# [STORED ROWS]
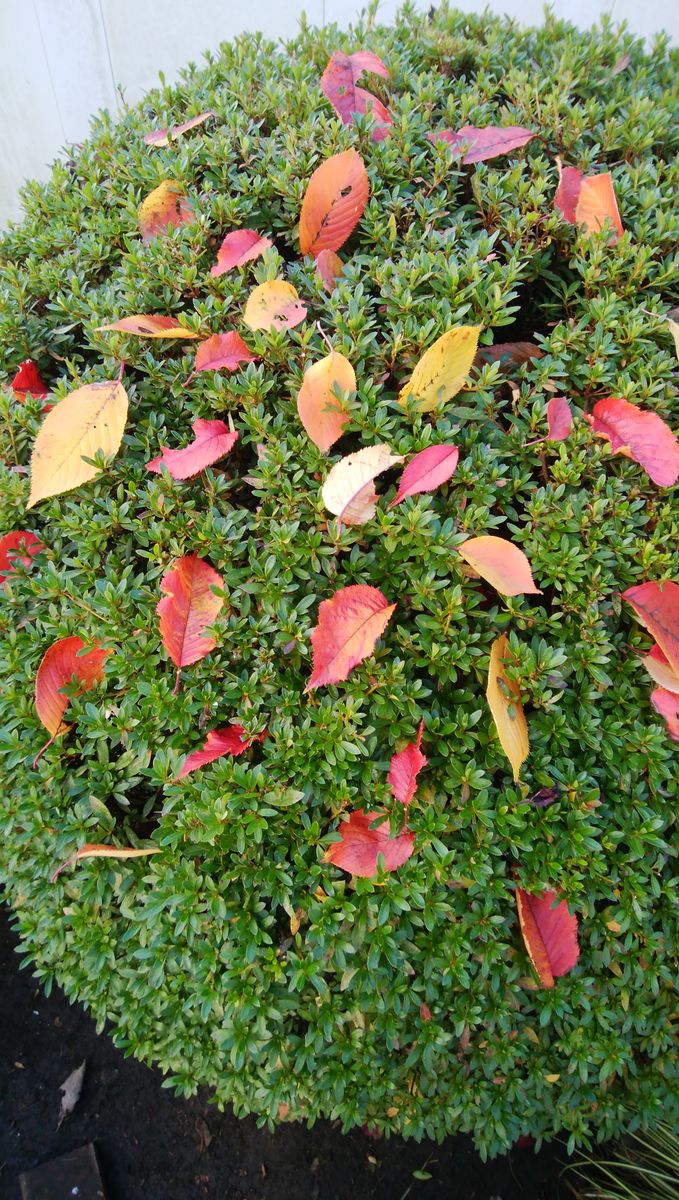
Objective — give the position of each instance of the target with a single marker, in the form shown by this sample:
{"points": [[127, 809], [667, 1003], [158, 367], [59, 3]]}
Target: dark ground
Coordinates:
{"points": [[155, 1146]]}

# [PROBLEM DETAILS]
Reproduce the text of each record above word for word, omitting the pictures.

# [OUTPUT FOR THIS EXERCISE]
Objective — give the position of each instance of the target with a single marker, in the form shown by this sample:
{"points": [[127, 809], [667, 1003], [158, 367], [59, 3]]}
Target: dark ground
Coordinates:
{"points": [[155, 1146]]}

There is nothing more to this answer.